- _Supplied records_:
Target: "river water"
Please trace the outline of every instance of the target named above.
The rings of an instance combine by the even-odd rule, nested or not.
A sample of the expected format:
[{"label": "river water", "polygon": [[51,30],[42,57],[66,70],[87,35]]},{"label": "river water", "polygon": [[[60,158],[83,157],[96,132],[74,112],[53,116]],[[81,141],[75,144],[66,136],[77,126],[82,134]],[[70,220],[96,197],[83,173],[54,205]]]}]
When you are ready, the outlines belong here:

- _Work instructions_:
Each record above should be restated word for word.

- _Reply_:
Target: "river water"
Please trace the outline of every instance of the target named above.
The rings of an instance combine by the even-odd rule, nested or not.
A sample of the expected format:
[{"label": "river water", "polygon": [[51,30],[42,57],[66,70],[87,35]]},{"label": "river water", "polygon": [[[60,158],[83,157],[96,132],[74,112],[53,116]],[[81,141],[75,144],[66,136],[77,126],[82,134]],[[70,220],[96,197],[83,173],[54,205]]]}]
When you are ready, the outlines belong here:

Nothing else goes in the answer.